**WORK TO DO:** Rewrite all of the material below with every "Batch job #47" switched to "Batch job #48" and nothing else changed. Omit the pictures.
───── DATA EXCERPTS
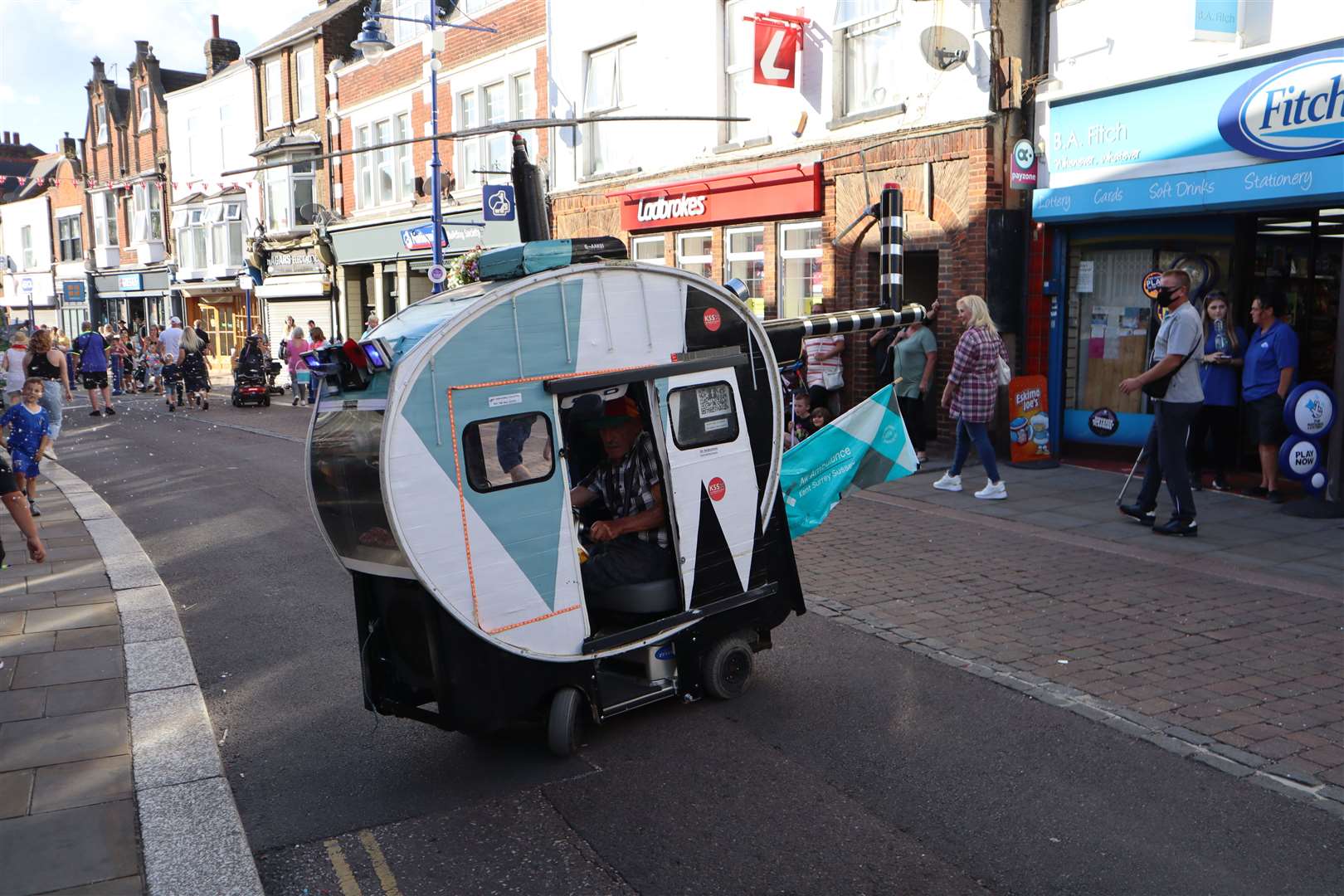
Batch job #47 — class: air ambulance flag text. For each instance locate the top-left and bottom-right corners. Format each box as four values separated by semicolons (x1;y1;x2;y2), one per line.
780;386;919;538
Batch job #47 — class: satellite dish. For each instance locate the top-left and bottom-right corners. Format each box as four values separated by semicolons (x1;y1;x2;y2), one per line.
919;26;971;71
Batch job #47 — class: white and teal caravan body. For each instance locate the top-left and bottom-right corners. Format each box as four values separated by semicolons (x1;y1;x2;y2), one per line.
308;239;804;752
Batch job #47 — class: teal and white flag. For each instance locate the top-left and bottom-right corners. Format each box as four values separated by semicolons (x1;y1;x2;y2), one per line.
780;386;919;538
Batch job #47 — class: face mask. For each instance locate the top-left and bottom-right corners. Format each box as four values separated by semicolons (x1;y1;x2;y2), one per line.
1157;286;1180;308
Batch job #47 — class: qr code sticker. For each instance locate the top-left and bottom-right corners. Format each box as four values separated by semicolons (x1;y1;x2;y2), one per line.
695;386;733;419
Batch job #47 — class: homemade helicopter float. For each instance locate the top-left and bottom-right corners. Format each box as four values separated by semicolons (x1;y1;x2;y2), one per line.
228;96;923;755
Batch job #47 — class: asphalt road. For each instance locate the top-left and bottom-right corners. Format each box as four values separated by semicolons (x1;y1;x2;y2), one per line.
59;399;1344;896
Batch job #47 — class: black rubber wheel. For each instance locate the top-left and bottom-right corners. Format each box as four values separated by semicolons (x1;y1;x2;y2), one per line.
702;634;755;700
546;688;583;757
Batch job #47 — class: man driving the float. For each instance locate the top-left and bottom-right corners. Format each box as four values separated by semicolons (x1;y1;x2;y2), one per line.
570;397;676;591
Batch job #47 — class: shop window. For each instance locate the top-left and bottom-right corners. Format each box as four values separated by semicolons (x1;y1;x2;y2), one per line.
136;85;153;132
295;46;317;121
262;158;316;232
835;0;902;115
668;382;738;451
56;215;83;262
723;0;763;143
583;41;640;174
676;230;713;277
130;180;164;243
355;111;414;208
19;224;37;270
89;192;117;246
462;412;555;492
631;236;668;265
723;227;765;317
262;59;285;128
206;202;243;267
778;222;821;317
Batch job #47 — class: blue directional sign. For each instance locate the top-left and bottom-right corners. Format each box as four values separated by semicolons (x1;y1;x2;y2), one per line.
481;184;518;221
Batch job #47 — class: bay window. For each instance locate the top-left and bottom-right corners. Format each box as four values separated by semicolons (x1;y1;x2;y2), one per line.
──────────
**EXERCISE RESPONSE:**
Batch job #48 — class: air ambulance flag text. For each instance locate the top-left and bottom-right corners. Format each box as four values separated by semicolons (x1;y1;x2;y2), one per line.
780;386;919;538
Batch job #48 — class: satellite dish. For each instance locate the top-left and bottom-right corners. Format each box as four values separated by semicolons (x1;y1;x2;y2), one per line.
919;26;971;71
Batch job #48 — class: white and teal caravan body. For each instance locate the top-left and bottom-right corners. Format each box as four values separated by semicolons (x1;y1;x2;y2), one per line.
308;239;804;752
Batch job #48 — class: teal and white flag. For each instance locate the top-left and bottom-right corners. Format each box as four values separated by semicolons (x1;y1;x2;y2), one per line.
780;386;919;538
Batch job #48 — class: face mask. For each instance locate the top-left and bottom-right corners. Format each box as four values separated by semicolons (x1;y1;x2;y2), one per line.
1157;286;1180;308
Batch job #48 — class: qr code sticker. For each instance locate the top-left and bottom-right corners. Format each box as four values separated by semicolons (x1;y1;x2;y2), one per line.
695;386;733;419
Batch job #48 — class: homemade helicopter float. For each instance locate the top-left and bottom-right corners. Format each box as four values separated by semicolons (x1;y1;x2;y2), one per line.
228;96;923;755
Batch job #48 — class: asphalt road. For each instance locate the top-left and bottom-right corners. Format each box as four values separated by semicolons (x1;y1;x2;y2), one per line.
59;399;1344;896
Batch job #48 — class: black rubber wheel. For each instance locate the top-left and bottom-right corners. Format each box as four values separated by semicolons (x1;y1;x2;y2), one per line.
702;634;755;700
546;688;583;757
Batch job #48 — class: man driving the float. For each instance locate the top-left and bottom-right corners. Format each box as four values separated by semicolons (x1;y1;x2;y2), one per line.
570;397;676;591
Batch job #48 — class: shop window. For each instance locate the top-left and bottom-right corners. Format each box as four values separated by semicolons (x1;y1;x2;y2), one per line.
136;85;153;132
295;46;317;121
262;158;316;232
835;0;902;115
668;382;738;451
56;215;83;262
723;0;763;143
583;41;640;174
676;230;713;277
130;180;164;243
355;111;414;208
19;224;37;270
89;192;117;246
462;412;555;492
631;236;668;265
723;227;765;317
262;59;285;128
206;202;243;267
778;222;821;317
Batch job #48 — class: blue directional sign. For each instance locate the top-left and bottom-right corners. Format each box as four values separated by semicolons (x1;y1;x2;y2), one per line.
481;184;518;221
Batch job #48 — class: bay window. For each instance locate the top-left and bottom-right corners. Format each box as four values separated by semicolons (x1;y1;x2;y2), one per line.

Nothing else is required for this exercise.